#### GOAL:
Pictures appear in the records below; write out everything else exactly.

#### DATA LISTING:

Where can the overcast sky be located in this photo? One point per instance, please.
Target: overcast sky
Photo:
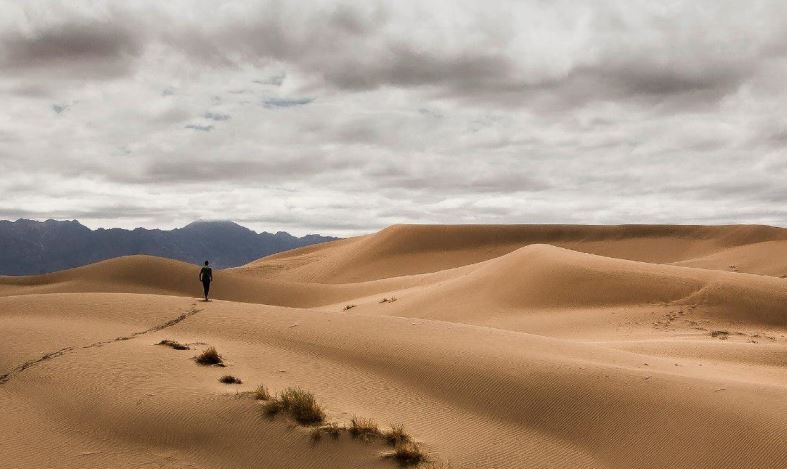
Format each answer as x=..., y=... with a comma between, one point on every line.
x=346, y=117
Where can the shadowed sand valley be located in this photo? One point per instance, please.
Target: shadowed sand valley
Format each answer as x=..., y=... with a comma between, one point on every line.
x=511, y=346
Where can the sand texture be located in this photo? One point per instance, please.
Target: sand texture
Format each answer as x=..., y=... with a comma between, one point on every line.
x=516, y=346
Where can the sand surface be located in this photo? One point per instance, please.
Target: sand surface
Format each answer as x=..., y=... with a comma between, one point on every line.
x=504, y=347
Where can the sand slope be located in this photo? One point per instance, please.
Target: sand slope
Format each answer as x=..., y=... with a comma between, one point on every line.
x=505, y=346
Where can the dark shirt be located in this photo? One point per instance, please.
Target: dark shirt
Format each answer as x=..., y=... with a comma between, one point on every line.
x=206, y=274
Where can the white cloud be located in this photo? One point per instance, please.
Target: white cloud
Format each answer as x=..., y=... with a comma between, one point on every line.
x=343, y=117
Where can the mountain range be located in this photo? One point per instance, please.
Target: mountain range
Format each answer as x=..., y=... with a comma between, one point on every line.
x=30, y=247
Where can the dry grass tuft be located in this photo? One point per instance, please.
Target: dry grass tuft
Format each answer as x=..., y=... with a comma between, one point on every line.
x=364, y=428
x=210, y=357
x=333, y=429
x=299, y=404
x=408, y=454
x=396, y=436
x=173, y=344
x=262, y=394
x=272, y=408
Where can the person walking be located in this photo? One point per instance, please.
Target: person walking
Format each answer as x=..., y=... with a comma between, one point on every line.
x=206, y=276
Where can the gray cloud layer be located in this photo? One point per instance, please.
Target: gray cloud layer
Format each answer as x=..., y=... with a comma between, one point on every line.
x=347, y=116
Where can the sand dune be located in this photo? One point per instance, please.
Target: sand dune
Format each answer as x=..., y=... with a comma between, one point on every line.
x=495, y=346
x=413, y=249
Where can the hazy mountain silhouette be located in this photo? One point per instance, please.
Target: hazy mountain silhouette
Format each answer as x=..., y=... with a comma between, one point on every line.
x=33, y=247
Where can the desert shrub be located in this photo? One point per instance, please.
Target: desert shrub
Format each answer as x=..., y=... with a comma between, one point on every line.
x=173, y=344
x=396, y=435
x=262, y=394
x=210, y=357
x=364, y=428
x=301, y=406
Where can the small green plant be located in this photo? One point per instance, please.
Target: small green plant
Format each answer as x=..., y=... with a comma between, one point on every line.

#### EXERCISE RESPONSE:
Where can the overcast sky be located in this photo? One point per instance, please.
Target: overcast sky
Photo:
Format each answer as x=..., y=... with a comma between, one point on every line.
x=346, y=117
Where can the shadowed sand valley be located in this photo? One point per instance, please.
Target: shadowed sand valley
Format each answer as x=..., y=... with a comma between, one point on every line.
x=511, y=346
Where can the sand texture be located in this photo? One point per instance, please.
Target: sand texture
Format each answer as x=..., y=... with a comma between, one point on every line.
x=516, y=346
Where can the sand surface be located in this photo? One point per instance, please.
Target: sand surface
Format each answer as x=..., y=... with a comma between, one point on every line.
x=504, y=347
Where can the sand slope be located in this photo? One point per instance, please.
Target: sand slope
Format each answer as x=..., y=... with a comma between, one point on every line.
x=505, y=346
Where can the dark shirt be located in this photo? One point per instance, please.
Target: dark shirt
Format each answer as x=..., y=... with a comma between, one point on every line.
x=206, y=274
Where can the white cloud be located in this photo? One point per instance, please.
Target: white cloud
Format each answer as x=..., y=... with a comma between, one point on every line.
x=343, y=117
Where can the mountain range be located in this photo? One point per instance, please.
Target: mountain range
Format each answer as x=..., y=... with a comma between, one point on every line.
x=30, y=247
Where can the dry grass tuft be located in this photo? One point per instance, please.
Target: dry grass tuft
Format each answer as x=..., y=... with a comma between, one point on every line.
x=364, y=428
x=210, y=357
x=333, y=429
x=299, y=404
x=408, y=454
x=396, y=436
x=173, y=344
x=262, y=394
x=272, y=408
Where can the person walking be located in this photo? One point per instance, please.
Target: person walking
Format each answer as x=..., y=... with a comma between, one point on every line.
x=206, y=276
Where can the gray cloud layer be located in this photo? One point per instance, please.
Target: gray cloud layer
Format each answer as x=..., y=... with a comma between, one point on every line.
x=347, y=116
Where can the sand dune be located in this photo? One point per instance, please.
Target: sand dune
Format each answer as x=..., y=... with a comma between, one point on every line.
x=495, y=346
x=413, y=249
Where can the hazy mountain silhouette be located in this photo? One point per instance, please.
Target: hazy mountain silhouette
Format each answer as x=..., y=... with a comma between, one point on every line.
x=33, y=247
Where can the desert shrub be located in this photo? One point per instance, please.
Target: desert shrub
Format each answer as x=..., y=... with a comma between, one point on every line.
x=173, y=344
x=396, y=435
x=262, y=394
x=210, y=357
x=364, y=428
x=301, y=406
Where can the small green plant be located in this photo? One point per instance, please.
Target: small green plant
Format each answer as x=..., y=... with a comma between, one point on every line.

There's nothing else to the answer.